--- Start of Task input ---

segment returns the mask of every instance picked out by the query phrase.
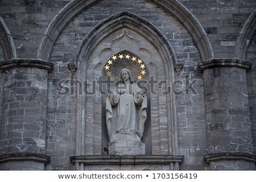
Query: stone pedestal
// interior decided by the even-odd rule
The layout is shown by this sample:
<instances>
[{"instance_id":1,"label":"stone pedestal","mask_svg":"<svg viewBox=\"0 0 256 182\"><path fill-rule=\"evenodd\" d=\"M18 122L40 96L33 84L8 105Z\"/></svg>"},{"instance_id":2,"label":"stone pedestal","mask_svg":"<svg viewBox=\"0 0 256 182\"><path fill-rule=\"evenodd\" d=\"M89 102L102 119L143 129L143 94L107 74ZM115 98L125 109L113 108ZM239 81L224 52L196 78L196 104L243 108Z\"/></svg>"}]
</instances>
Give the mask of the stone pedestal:
<instances>
[{"instance_id":1,"label":"stone pedestal","mask_svg":"<svg viewBox=\"0 0 256 182\"><path fill-rule=\"evenodd\" d=\"M145 144L138 141L116 141L109 145L109 154L145 155Z\"/></svg>"},{"instance_id":2,"label":"stone pedestal","mask_svg":"<svg viewBox=\"0 0 256 182\"><path fill-rule=\"evenodd\" d=\"M34 60L0 63L5 75L0 128L0 170L44 170L48 72L53 65Z\"/></svg>"},{"instance_id":3,"label":"stone pedestal","mask_svg":"<svg viewBox=\"0 0 256 182\"><path fill-rule=\"evenodd\" d=\"M135 134L123 131L114 134L109 145L109 154L114 155L145 155L145 144Z\"/></svg>"}]
</instances>

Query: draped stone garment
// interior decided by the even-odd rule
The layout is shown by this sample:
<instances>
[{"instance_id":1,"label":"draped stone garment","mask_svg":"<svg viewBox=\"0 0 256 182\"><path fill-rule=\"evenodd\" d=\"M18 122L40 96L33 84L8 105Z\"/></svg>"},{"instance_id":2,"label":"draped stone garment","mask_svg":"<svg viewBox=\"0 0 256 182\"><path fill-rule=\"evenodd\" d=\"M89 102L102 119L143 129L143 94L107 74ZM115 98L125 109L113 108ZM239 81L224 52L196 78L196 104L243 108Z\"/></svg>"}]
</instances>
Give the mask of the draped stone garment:
<instances>
[{"instance_id":1,"label":"draped stone garment","mask_svg":"<svg viewBox=\"0 0 256 182\"><path fill-rule=\"evenodd\" d=\"M106 125L109 137L122 131L130 131L141 138L147 118L147 107L146 96L141 96L142 91L136 83L131 83L131 89L123 89L120 83L118 94L114 92L113 99L106 100ZM138 94L141 93L140 94ZM117 107L115 105L117 105Z\"/></svg>"}]
</instances>

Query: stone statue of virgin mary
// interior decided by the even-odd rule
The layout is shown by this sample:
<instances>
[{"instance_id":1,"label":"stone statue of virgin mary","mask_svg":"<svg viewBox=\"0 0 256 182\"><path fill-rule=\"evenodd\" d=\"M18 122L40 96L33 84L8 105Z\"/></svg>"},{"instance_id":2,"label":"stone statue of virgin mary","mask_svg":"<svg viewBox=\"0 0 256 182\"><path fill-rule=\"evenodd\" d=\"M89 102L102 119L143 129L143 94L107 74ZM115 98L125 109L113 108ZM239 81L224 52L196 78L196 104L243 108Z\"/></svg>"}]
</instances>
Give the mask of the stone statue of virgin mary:
<instances>
[{"instance_id":1,"label":"stone statue of virgin mary","mask_svg":"<svg viewBox=\"0 0 256 182\"><path fill-rule=\"evenodd\" d=\"M147 118L147 98L133 81L131 71L120 71L121 83L106 99L106 125L110 141L141 141Z\"/></svg>"}]
</instances>

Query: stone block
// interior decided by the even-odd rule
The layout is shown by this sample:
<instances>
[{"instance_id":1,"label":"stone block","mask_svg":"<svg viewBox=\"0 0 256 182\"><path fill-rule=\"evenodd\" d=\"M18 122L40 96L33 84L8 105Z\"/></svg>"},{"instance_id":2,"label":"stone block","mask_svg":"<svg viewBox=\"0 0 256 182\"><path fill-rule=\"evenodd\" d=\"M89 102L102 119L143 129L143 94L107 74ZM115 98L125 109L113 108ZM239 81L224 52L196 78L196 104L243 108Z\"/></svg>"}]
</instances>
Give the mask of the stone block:
<instances>
[{"instance_id":1,"label":"stone block","mask_svg":"<svg viewBox=\"0 0 256 182\"><path fill-rule=\"evenodd\" d=\"M145 155L145 144L138 141L115 141L109 145L109 154Z\"/></svg>"}]
</instances>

--- End of Task input ---

Instructions to follow. Reproduce all the entries above line for line without any changes, and leave the pictures out of your answer.

The result.
segment returns the mask of every instance picked out by the query phrase.
Query: stone pedestal
// interior decided by the even-odd rule
The layout is shown by this sample:
<instances>
[{"instance_id":1,"label":"stone pedestal","mask_svg":"<svg viewBox=\"0 0 256 182\"><path fill-rule=\"evenodd\" d=\"M18 122L40 96L33 84L8 105Z\"/></svg>"},{"instance_id":2,"label":"stone pedestal","mask_svg":"<svg viewBox=\"0 0 256 182\"><path fill-rule=\"evenodd\" d=\"M89 102L102 119L143 129L143 94L107 74ZM115 98L125 109L113 108ZM239 81L224 52L196 78L196 104L243 108Z\"/></svg>"}]
</instances>
Give the mask of the stone pedestal:
<instances>
[{"instance_id":1,"label":"stone pedestal","mask_svg":"<svg viewBox=\"0 0 256 182\"><path fill-rule=\"evenodd\" d=\"M145 144L138 141L116 141L109 145L109 154L145 155Z\"/></svg>"},{"instance_id":2,"label":"stone pedestal","mask_svg":"<svg viewBox=\"0 0 256 182\"><path fill-rule=\"evenodd\" d=\"M34 60L0 63L5 75L0 128L0 170L44 170L48 72L53 65Z\"/></svg>"},{"instance_id":3,"label":"stone pedestal","mask_svg":"<svg viewBox=\"0 0 256 182\"><path fill-rule=\"evenodd\" d=\"M135 134L123 131L114 134L109 145L109 154L114 155L145 155L145 144Z\"/></svg>"}]
</instances>

Query: draped stone garment
// interior decided by the even-odd rule
The layout is shown by this sample:
<instances>
[{"instance_id":1,"label":"draped stone garment","mask_svg":"<svg viewBox=\"0 0 256 182\"><path fill-rule=\"evenodd\" d=\"M18 122L40 96L33 84L8 105Z\"/></svg>"},{"instance_id":2,"label":"draped stone garment","mask_svg":"<svg viewBox=\"0 0 256 182\"><path fill-rule=\"evenodd\" d=\"M89 102L102 119L143 129L143 94L107 74ZM115 98L125 109L113 108ZM239 81L224 52L196 78L196 104L243 108Z\"/></svg>"}]
</instances>
Give the mask of the draped stone garment:
<instances>
[{"instance_id":1,"label":"draped stone garment","mask_svg":"<svg viewBox=\"0 0 256 182\"><path fill-rule=\"evenodd\" d=\"M106 125L109 137L122 131L130 131L141 138L147 118L147 107L146 96L141 96L142 91L136 83L131 83L131 89L123 89L120 83L118 94L114 92L113 99L106 100ZM138 94L141 93L140 94ZM117 107L115 105L117 105Z\"/></svg>"}]
</instances>

Query: stone statue of virgin mary
// interior decided by the even-odd rule
The layout is shown by this sample:
<instances>
[{"instance_id":1,"label":"stone statue of virgin mary","mask_svg":"<svg viewBox=\"0 0 256 182\"><path fill-rule=\"evenodd\" d=\"M18 122L40 96L33 84L8 105Z\"/></svg>"},{"instance_id":2,"label":"stone statue of virgin mary","mask_svg":"<svg viewBox=\"0 0 256 182\"><path fill-rule=\"evenodd\" d=\"M89 102L102 119L143 129L143 94L107 74ZM115 98L125 109L113 108ZM239 81L224 52L196 78L196 104L243 108Z\"/></svg>"}]
</instances>
Give the mask of the stone statue of virgin mary:
<instances>
[{"instance_id":1,"label":"stone statue of virgin mary","mask_svg":"<svg viewBox=\"0 0 256 182\"><path fill-rule=\"evenodd\" d=\"M147 118L147 98L133 81L131 71L120 71L121 83L106 99L106 125L110 141L141 141Z\"/></svg>"}]
</instances>

Query: stone block
// interior decided by the even-odd rule
The layout is shown by this sample:
<instances>
[{"instance_id":1,"label":"stone block","mask_svg":"<svg viewBox=\"0 0 256 182\"><path fill-rule=\"evenodd\" d=\"M18 122L40 96L33 84L8 105Z\"/></svg>"},{"instance_id":2,"label":"stone block","mask_svg":"<svg viewBox=\"0 0 256 182\"><path fill-rule=\"evenodd\" d=\"M89 102L102 119L143 129L143 94L107 74ZM115 98L125 109L113 108ZM239 81L224 52L196 78L196 104L243 108Z\"/></svg>"}]
</instances>
Give the mask of the stone block:
<instances>
[{"instance_id":1,"label":"stone block","mask_svg":"<svg viewBox=\"0 0 256 182\"><path fill-rule=\"evenodd\" d=\"M145 155L145 144L138 141L115 141L109 145L109 154Z\"/></svg>"}]
</instances>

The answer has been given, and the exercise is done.